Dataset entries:
++++++++

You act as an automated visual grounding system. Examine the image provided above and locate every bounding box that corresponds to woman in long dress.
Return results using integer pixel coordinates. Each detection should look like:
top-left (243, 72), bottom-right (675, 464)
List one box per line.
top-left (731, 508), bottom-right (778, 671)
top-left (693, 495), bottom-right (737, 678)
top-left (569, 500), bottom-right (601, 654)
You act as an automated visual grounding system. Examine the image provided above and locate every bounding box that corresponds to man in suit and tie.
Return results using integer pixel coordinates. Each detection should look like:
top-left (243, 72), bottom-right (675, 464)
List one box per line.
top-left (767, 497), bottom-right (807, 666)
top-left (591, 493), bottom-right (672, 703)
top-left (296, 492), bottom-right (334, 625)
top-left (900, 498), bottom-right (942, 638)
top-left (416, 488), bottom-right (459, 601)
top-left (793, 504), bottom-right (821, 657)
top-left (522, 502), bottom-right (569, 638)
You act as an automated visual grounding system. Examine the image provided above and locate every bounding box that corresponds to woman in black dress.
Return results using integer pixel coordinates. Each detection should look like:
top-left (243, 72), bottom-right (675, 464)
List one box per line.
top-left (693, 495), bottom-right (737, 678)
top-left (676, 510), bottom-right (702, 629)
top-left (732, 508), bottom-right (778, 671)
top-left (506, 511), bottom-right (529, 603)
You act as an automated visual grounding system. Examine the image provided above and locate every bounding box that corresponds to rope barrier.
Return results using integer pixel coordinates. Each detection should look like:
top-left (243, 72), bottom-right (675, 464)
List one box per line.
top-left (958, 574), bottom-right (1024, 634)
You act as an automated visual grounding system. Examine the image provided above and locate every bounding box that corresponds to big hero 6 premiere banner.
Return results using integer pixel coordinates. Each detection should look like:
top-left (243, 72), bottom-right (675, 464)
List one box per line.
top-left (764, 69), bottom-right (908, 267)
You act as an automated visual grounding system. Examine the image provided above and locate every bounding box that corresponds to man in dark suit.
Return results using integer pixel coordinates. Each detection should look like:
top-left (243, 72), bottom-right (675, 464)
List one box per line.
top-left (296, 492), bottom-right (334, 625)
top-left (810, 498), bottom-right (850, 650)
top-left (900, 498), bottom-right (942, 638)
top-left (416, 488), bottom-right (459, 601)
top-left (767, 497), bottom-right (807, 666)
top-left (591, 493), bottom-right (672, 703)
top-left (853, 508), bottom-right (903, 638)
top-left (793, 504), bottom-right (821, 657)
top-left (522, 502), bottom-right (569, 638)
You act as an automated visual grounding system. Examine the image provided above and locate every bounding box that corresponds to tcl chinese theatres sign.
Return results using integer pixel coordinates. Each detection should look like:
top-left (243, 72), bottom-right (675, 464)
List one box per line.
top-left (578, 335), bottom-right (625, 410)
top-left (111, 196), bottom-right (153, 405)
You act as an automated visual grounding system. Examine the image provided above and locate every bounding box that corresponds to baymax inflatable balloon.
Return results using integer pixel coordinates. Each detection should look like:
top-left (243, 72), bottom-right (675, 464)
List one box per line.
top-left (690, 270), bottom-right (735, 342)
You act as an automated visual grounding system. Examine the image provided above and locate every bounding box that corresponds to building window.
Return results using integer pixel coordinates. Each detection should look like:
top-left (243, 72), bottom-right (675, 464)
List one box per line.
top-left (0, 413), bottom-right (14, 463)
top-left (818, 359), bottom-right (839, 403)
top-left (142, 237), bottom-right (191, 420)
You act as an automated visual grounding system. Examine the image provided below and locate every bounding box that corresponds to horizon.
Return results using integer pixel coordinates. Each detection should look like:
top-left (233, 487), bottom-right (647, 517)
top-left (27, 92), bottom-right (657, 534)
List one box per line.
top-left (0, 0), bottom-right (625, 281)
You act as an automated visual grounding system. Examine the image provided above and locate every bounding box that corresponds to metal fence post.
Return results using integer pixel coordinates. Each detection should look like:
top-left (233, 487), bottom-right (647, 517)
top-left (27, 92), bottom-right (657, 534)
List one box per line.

++++++++

What you will do:
Copy out every line above verbatim, in the same order.

Worked answer:
You act as an automated visual grounding system. Examine the image provided above and locate every bounding box that corresponds to woman in long dress.
Return results using integer pixel coordinates. Each detection should look like:
top-left (243, 72), bottom-right (675, 464)
List one box per line.
top-left (731, 508), bottom-right (778, 671)
top-left (693, 495), bottom-right (737, 678)
top-left (569, 500), bottom-right (601, 654)
You act as an automated visual grounding system. Examine the image provided above and locate every bounding box that corresponds to man in suit and tie.
Return results using integer pixel coordinates. Each detection should look like:
top-left (243, 72), bottom-right (675, 464)
List one box per line.
top-left (767, 497), bottom-right (807, 666)
top-left (591, 493), bottom-right (672, 703)
top-left (296, 492), bottom-right (334, 625)
top-left (900, 498), bottom-right (942, 638)
top-left (416, 488), bottom-right (459, 601)
top-left (793, 504), bottom-right (821, 657)
top-left (522, 502), bottom-right (569, 638)
You act as an automated visual grounding system. Examine the image provided above and locate every bounding box that corresponds to woman in black dress.
Return results using integer pixel coordinates. Each detection should look like:
top-left (243, 72), bottom-right (675, 464)
List one box per line.
top-left (693, 495), bottom-right (737, 678)
top-left (676, 510), bottom-right (702, 629)
top-left (732, 508), bottom-right (778, 671)
top-left (506, 511), bottom-right (529, 603)
You act as an automated visual grounding system. Examine the image provided above and locate every bounding box that corresponds to rope barrier.
Return results using integer pixel coordinates. Each detection should look like:
top-left (243, 72), bottom-right (675, 464)
List one box per line.
top-left (958, 574), bottom-right (1024, 634)
You act as an automated visual grounding system. Examine the image provided above and locate every bounding box that corresponds to big hero 6 premiere banner.
Return results using integer pixel coordinates. Each detection should look like:
top-left (243, 72), bottom-right (675, 464)
List one box per line.
top-left (764, 69), bottom-right (908, 267)
You act as an automated visual grounding system. Examine the image provided above and locate every bounding box that corresponds to man in dark suit.
Return results using integer pixel coordinates. Each detection should look like:
top-left (243, 72), bottom-right (675, 464)
List one box per line.
top-left (296, 492), bottom-right (334, 625)
top-left (810, 498), bottom-right (850, 650)
top-left (900, 498), bottom-right (942, 638)
top-left (416, 488), bottom-right (459, 601)
top-left (767, 497), bottom-right (807, 666)
top-left (591, 493), bottom-right (672, 703)
top-left (853, 508), bottom-right (903, 638)
top-left (793, 504), bottom-right (821, 657)
top-left (522, 502), bottom-right (569, 638)
You act as an automated visual grounding system. Examine the image provided above and locate every bounding box that corresponds to tcl chinese theatres sign.
Return results using integer pixel coordinates. Each detection should look like:
top-left (243, 72), bottom-right (675, 464)
List one box per line.
top-left (578, 335), bottom-right (625, 410)
top-left (111, 196), bottom-right (153, 405)
You act as an automated visual grounding system. Examine the image provided above and locate every bounding box that corresponds to baymax inflatable balloon.
Return results using integer pixel coordinates. Each detection should look like:
top-left (243, 72), bottom-right (675, 464)
List one box per line.
top-left (690, 270), bottom-right (735, 342)
You act as an automated visual grounding system. Examine the image provided above and locate every bounding box that corresponds to building window.
Return results using integer pixel coordinates. Each detection should look like:
top-left (243, 72), bottom-right (675, 464)
List one box per line.
top-left (0, 413), bottom-right (14, 463)
top-left (818, 359), bottom-right (839, 403)
top-left (142, 237), bottom-right (191, 420)
You act as an automated visual grounding system. Examine the image provided below and locate every bounding box that corresponds to horizon.
Return results using integer pixel coordinates. Each detection should look like:
top-left (233, 487), bottom-right (647, 517)
top-left (27, 92), bottom-right (657, 534)
List one box per line.
top-left (0, 0), bottom-right (625, 281)
You act as an automated visual grounding system. Examine the image provided above and locate every bounding box that corresponds to metal fence post.
Return results using integer pixel coordinates. Each detection should look like:
top-left (233, 487), bottom-right (647, 517)
top-left (27, 92), bottom-right (657, 534)
List one box per line.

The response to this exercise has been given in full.